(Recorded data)

☆ ☆ ☆

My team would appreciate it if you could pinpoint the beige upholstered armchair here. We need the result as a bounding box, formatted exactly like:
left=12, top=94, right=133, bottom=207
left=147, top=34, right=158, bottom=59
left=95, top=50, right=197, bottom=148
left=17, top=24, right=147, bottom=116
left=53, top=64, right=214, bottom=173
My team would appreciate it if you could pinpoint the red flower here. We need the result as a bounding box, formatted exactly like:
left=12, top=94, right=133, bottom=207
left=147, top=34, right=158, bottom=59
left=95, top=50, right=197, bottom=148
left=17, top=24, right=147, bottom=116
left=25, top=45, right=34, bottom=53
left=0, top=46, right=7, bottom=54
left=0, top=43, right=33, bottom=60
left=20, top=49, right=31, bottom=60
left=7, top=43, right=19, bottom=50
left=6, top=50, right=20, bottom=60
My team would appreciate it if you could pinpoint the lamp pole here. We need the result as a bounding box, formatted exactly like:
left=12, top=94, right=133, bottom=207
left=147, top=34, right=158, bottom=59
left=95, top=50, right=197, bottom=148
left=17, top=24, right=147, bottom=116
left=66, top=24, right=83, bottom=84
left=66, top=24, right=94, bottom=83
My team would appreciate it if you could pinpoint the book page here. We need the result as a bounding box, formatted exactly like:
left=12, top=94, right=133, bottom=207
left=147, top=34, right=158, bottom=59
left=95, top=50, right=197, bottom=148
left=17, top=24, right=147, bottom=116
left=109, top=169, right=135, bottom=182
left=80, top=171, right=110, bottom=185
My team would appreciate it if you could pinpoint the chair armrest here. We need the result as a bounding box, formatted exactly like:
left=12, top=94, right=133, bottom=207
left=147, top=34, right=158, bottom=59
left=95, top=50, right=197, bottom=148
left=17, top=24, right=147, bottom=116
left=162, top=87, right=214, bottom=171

☆ ☆ ☆

- Given problem
Render the items above as a two-column CSV with the header columns "item" and "answer," one row per item. Put each item's full text and its answer in one quoted field each, replacing every line break with a space.

- Right answer
item,answer
"My team would appreciate it if you could pinpoint the beige upholstered armchair here. We need the result as a bounding box, formatted exactly like: left=12, top=94, right=133, bottom=207 left=147, top=34, right=158, bottom=59 left=95, top=50, right=197, bottom=148 left=17, top=24, right=147, bottom=116","left=53, top=64, right=214, bottom=173"
"My team would appreciate it if you could pinpoint the red flower here. We need the result as a bounding box, formatted exactly like: left=12, top=94, right=133, bottom=207 left=147, top=34, right=158, bottom=59 left=95, top=50, right=197, bottom=148 left=17, top=24, right=147, bottom=116","left=25, top=45, right=34, bottom=53 left=0, top=46, right=7, bottom=54 left=0, top=43, right=33, bottom=60 left=20, top=49, right=31, bottom=60 left=7, top=43, right=19, bottom=50 left=6, top=50, right=20, bottom=60"
"My team would appreciate it if you could pinpoint the lamp pole here. We need the result as a bounding box, formatted exactly like: left=12, top=94, right=133, bottom=207 left=147, top=34, right=158, bottom=59 left=95, top=50, right=197, bottom=148 left=17, top=24, right=147, bottom=116","left=66, top=24, right=83, bottom=84 left=66, top=24, right=94, bottom=83"
"My team would appreciate it if you could pinpoint the book page here. We need the result as a bounding box, formatted exactly like: left=12, top=94, right=133, bottom=207 left=147, top=34, right=158, bottom=59 left=95, top=50, right=197, bottom=148 left=17, top=24, right=147, bottom=116","left=109, top=169, right=135, bottom=182 left=80, top=171, right=110, bottom=185"
"My team would appreciate it if you could pinpoint the chair armrest here. We need the result as a bounding box, formatted exactly like: left=12, top=94, right=133, bottom=207 left=147, top=34, right=158, bottom=59 left=95, top=50, right=197, bottom=148 left=17, top=24, right=147, bottom=116","left=162, top=87, right=214, bottom=171"